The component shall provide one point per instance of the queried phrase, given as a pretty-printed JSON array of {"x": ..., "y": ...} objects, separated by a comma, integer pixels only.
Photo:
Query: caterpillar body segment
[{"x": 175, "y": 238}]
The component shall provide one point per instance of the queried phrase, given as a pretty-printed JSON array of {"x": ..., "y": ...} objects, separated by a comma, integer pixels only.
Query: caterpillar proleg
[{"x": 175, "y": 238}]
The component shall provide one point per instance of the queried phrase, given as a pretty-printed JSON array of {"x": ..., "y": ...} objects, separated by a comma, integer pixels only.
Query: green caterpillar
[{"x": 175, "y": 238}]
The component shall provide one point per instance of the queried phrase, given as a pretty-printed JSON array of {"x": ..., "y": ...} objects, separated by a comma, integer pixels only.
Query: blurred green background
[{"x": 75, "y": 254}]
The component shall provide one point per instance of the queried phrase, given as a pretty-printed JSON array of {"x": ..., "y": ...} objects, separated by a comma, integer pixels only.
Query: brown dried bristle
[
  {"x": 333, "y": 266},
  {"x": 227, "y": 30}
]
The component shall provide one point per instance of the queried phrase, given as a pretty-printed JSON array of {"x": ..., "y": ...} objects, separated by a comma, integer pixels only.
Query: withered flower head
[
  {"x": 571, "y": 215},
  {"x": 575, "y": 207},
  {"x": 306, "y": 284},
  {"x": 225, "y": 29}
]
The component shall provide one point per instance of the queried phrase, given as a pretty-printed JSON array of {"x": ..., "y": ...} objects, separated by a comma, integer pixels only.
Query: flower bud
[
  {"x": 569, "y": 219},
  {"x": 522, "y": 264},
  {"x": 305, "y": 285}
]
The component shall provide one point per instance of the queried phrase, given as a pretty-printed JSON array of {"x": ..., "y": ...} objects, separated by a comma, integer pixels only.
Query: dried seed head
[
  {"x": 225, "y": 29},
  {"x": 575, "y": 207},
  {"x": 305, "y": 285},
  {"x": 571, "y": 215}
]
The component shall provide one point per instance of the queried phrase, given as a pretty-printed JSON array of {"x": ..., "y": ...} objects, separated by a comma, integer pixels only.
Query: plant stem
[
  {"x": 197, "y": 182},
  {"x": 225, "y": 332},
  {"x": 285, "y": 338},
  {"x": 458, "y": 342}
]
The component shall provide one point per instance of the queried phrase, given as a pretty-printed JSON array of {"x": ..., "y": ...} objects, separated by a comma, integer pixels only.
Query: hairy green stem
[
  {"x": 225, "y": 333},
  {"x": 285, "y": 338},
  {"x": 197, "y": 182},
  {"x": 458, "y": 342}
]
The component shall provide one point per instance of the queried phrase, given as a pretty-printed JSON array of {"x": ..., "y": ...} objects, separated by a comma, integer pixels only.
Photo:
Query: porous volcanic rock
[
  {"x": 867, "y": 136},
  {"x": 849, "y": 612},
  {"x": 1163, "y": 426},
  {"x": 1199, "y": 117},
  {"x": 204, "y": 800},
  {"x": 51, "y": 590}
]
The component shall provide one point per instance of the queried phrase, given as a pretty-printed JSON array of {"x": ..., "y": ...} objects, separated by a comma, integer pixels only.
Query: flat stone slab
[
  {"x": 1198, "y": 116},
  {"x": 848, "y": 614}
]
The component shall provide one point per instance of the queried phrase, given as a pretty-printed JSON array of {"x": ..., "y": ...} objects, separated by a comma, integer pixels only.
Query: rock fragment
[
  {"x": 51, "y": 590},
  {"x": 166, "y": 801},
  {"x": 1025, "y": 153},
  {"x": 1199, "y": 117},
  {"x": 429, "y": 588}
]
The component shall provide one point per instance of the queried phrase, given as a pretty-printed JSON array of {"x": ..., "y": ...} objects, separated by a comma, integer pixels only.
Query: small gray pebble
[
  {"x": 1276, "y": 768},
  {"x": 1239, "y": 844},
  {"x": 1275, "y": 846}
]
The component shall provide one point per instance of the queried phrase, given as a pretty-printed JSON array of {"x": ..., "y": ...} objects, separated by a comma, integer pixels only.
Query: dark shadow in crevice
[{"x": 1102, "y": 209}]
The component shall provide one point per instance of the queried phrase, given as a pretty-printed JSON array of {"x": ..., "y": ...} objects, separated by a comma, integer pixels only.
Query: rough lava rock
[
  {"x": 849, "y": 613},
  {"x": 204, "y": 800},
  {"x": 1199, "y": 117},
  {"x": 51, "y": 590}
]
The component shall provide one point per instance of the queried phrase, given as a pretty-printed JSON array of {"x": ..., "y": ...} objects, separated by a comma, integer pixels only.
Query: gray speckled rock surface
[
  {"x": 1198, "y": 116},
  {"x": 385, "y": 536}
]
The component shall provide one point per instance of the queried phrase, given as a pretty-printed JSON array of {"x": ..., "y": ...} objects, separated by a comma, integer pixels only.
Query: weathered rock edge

Your objective. How many lines in the data above contain the word "flower"? Reply with the number alone.

Task answer. 2